Selected passage:
▼▼▼

Domo is enterprise ready. That’s the key takeaway Domo wanted to project at Domopalooza, held March 22-23 in Salt Lake City. The event drew more than 3,000 attendees and saw keynote appearances from enterprise-scale customers including Target, GE Digital, UnitedHealth Group and Univision.
Domo has surpassed the 1,000-customer mark, and more than half of its revenue now comes from $1 billion-revenue-plus enterprise customers, according to company executives. At Domopalooza, CEO and founder Josh James announced that the company has reached a $120-million-annual-revenue run rate. That’s a fraction of the $827 million in revenue rival Tableau reported in 2016 and a rounding error compared to Microsoft’s revenue (although that company doesn’t break out PowerBI revenue, which is Domo’s competition). Nonetheless, given Domo’s claimed 100% growth rate and the list of enthused customers at Domopalooza, it’s time for a closer look.
Domo CEO Josh James focused mostly on interviewing big customers during
his keynote time at Domopalooza 2017.
Previously co-founder and CEO of Omniture, James founded Domo in 2010 shortly after selling his old company to Adobe for $1.8 billion. The Domo executive team is loaded with Omniture veterans, and they tell the story that James came up with the idea for Domo because he was so frustrated with the incumbent tools available for business insight when he was the CEO at Omniture. The intent was to build an agile, cloud-based analytics platform in the mold of Omniture, but designed to handle diverse business data sources (beyond the Web, mobile and social data analyzed in Omniture).

▲▲▲

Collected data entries
▼▼▼

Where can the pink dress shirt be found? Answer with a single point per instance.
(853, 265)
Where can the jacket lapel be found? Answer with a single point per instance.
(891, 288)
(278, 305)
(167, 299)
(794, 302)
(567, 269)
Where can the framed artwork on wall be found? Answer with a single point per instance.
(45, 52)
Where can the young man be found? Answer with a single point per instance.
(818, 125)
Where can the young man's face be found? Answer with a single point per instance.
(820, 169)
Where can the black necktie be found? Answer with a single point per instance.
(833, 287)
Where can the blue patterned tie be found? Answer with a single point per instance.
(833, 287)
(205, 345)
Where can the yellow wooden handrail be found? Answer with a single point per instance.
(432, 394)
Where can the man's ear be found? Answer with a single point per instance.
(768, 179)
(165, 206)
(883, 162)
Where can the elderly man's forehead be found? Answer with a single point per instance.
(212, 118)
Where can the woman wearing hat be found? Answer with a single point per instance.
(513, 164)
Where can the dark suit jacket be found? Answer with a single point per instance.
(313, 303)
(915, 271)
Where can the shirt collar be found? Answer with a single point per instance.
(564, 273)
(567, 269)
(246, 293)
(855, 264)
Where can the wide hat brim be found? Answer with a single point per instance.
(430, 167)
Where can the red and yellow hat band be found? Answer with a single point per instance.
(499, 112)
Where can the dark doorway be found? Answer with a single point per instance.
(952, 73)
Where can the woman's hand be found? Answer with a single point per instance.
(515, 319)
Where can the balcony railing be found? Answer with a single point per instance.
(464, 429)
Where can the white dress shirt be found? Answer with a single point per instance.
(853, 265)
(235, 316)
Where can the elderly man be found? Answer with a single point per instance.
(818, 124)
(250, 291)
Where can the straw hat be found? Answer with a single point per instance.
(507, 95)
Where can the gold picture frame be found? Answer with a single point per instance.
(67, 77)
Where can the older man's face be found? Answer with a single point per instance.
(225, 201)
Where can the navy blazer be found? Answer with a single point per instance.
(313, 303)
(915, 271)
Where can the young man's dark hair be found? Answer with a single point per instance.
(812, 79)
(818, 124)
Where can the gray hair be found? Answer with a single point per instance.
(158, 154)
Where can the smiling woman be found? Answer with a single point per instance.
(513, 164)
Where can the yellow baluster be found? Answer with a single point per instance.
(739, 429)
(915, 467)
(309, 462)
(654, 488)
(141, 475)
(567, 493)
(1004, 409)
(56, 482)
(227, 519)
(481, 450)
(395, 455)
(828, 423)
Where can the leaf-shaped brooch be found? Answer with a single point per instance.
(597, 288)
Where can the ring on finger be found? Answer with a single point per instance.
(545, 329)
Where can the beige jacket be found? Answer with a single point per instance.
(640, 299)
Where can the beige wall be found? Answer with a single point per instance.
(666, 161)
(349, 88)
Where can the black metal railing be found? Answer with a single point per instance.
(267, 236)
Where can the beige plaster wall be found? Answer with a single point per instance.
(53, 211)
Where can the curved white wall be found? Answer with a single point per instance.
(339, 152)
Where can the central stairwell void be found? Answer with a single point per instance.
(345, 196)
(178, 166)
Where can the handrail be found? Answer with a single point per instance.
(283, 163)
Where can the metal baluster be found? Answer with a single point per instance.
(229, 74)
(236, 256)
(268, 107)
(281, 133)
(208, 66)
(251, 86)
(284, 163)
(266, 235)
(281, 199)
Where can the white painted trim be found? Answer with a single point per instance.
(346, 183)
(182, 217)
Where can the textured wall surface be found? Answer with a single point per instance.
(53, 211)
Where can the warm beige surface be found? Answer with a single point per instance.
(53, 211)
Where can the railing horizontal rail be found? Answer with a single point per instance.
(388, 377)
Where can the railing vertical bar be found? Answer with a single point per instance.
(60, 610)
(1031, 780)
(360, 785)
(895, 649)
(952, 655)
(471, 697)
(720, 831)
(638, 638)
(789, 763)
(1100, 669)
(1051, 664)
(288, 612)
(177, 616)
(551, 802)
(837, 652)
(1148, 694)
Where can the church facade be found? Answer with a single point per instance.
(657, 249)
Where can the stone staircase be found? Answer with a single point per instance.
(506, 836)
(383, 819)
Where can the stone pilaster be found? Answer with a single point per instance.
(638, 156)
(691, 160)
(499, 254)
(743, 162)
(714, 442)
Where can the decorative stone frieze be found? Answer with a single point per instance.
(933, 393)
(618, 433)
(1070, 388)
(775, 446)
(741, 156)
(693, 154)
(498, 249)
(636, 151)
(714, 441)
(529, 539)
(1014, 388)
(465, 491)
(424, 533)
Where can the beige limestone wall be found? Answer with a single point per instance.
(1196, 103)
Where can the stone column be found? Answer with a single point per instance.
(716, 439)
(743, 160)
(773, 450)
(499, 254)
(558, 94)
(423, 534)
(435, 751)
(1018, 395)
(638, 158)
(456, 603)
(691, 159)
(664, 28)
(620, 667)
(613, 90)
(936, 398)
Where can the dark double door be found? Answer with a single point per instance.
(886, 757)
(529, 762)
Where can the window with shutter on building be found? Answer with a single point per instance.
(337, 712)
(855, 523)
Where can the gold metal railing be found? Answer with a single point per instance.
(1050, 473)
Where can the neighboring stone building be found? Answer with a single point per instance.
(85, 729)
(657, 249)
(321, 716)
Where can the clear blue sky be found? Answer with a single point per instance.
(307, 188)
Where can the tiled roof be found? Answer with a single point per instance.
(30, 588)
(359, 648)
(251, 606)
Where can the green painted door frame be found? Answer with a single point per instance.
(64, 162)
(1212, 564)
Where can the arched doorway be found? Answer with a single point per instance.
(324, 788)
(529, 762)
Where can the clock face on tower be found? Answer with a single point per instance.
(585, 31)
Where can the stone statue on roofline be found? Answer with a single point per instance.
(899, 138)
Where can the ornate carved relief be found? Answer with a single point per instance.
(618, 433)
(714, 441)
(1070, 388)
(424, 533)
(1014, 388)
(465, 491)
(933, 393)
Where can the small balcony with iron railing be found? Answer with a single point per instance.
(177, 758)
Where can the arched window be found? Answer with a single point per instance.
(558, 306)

▲▲▲

Exercises to complete:
#1 In the Domo article, what year did Josh James found Domo?
#2 Convert the rows from the line with "Where can the curved" up to and including the line with "(1196, 103)" into a JSON list of strings, one string per line and nothing else.

Solutions to each task:
#1 2010

#2
[
  "Where can the curved white wall be found? Answer with a single point per instance.",
  "(339, 152)",
  "Where can the central stairwell void be found? Answer with a single point per instance.",
  "(345, 196)",
  "(178, 166)",
  "Where can the handrail be found? Answer with a single point per instance.",
  "(283, 163)",
  "Where can the metal baluster be found? Answer with a single point per instance.",
  "(229, 74)",
  "(236, 256)",
  "(268, 107)",
  "(281, 133)",
  "(208, 66)",
  "(251, 86)",
  "(284, 163)",
  "(266, 235)",
  "(281, 199)",
  "Where can the white painted trim be found? Answer with a single point per instance.",
  "(346, 183)",
  "(182, 217)",
  "Where can the textured wall surface be found? Answer with a single point per instance.",
  "(53, 211)",
  "Where can the warm beige surface be found? Answer with a single point per instance.",
  "(53, 211)",
  "Where can the railing horizontal rail be found? Answer with a single point per instance.",
  "(388, 377)",
  "Where can the railing vertical bar be found? Answer with a single point per instance.",
  "(60, 610)",
  "(1031, 780)",
  "(360, 785)",
  "(895, 649)",
  "(952, 655)",
  "(471, 697)",
  "(720, 831)",
  "(638, 638)",
  "(789, 763)",
  "(1100, 669)",
  "(1051, 664)",
  "(288, 612)",
  "(177, 616)",
  "(551, 802)",
  "(837, 652)",
  "(1148, 694)",
  "Where can the church facade be found? Answer with a single point per instance.",
  "(657, 249)",
  "Where can the stone staircase be found? Answer with a single point per instance.",
  "(506, 836)",
  "(383, 819)",
  "Where can the stone pilaster be found? Answer with a single point per instance.",
  "(638, 156)",
  "(691, 160)",
  "(499, 254)",
  "(743, 162)",
  "(714, 442)",
  "Where can the decorative stone frieze be found? Answer with a single point per instance.",
  "(933, 393)",
  "(618, 433)",
  "(1070, 388)",
  "(775, 446)",
  "(741, 156)",
  "(693, 154)",
  "(498, 249)",
  "(636, 151)",
  "(714, 441)",
  "(529, 539)",
  "(1014, 388)",
  "(465, 491)",
  "(424, 533)",
  "Where can the beige limestone wall be found? Answer with a single point per instance.",
  "(1196, 103)"
]